▶ [Source text]
==================================================

Many bacteria have been found to regulate diverse physiological processes and group activities through quorum sensing. It has long been understood that in infectious diseases, the invading bacteria need to reach a critical cell density before they express virulence and overwhelm the host defence mechanisms, before they initiate an infectious disease. Pseudomonas aeruginosa, a Gram-negative bacterium, is considered as one of the most common opportunistic pathogens in human infections causing fatal systemic disease under certain conditions. This pathogen is particularly common in patients with cystic fibrosis. It has been shown that the quorum-sensing circuits in P. aeruginosa orchestrate a symphony of several virulence factors, such as exoproteases, siderophores, exotoxins and rhamnolipids (Smith and Iglewski, 2003). Similarly, S. aureus is a leading cause of nosocomial infections worldwide and causes diseases from mild skin infections to potentially fatal systemic disorders. Many infections caused by S. aureus, such as endocarditis, osteomyelitis and foreign-body related infections are not caused by free-living cells but rather by colonization or biofilms. Many virulence factors involved in staphylococcal infections, including surface-associated adhesins, hemolysin, toxins and autolysins, are regulated by quorum sensing via the accessory gene regulator (agr) system (Yarwood et al., 2004).

==================================================

▶ [Data excerpt]
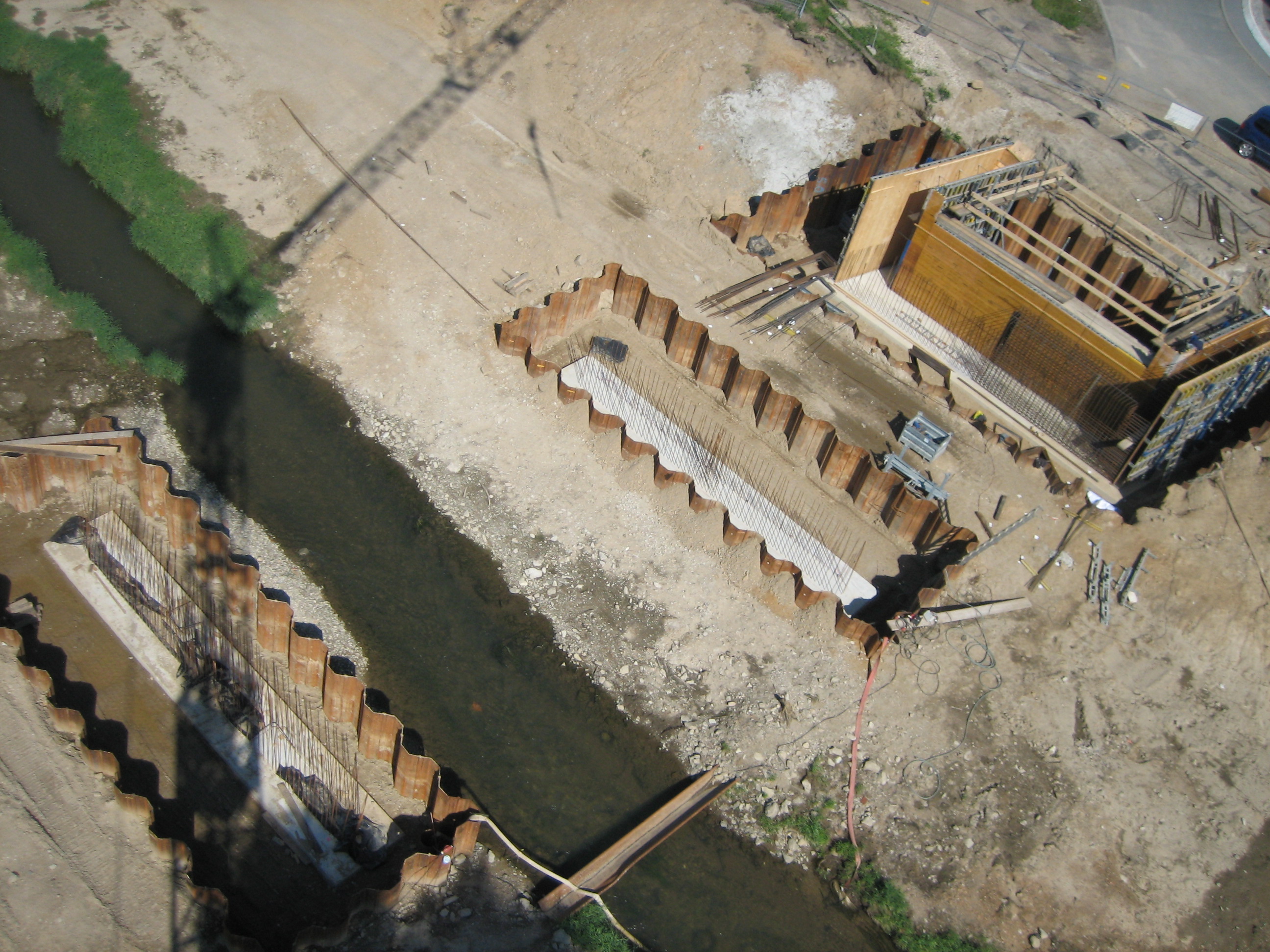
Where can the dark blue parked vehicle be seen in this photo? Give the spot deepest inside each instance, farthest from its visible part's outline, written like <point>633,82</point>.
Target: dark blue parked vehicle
<point>1255,135</point>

==================================================

▶ [Work request]
In the text on bacterial quorum sensing, which system regulates many staphylococcal virulence factors through quorum sensing?

▶ [Result of the exercise]
The accessory gene regulator (agr) system.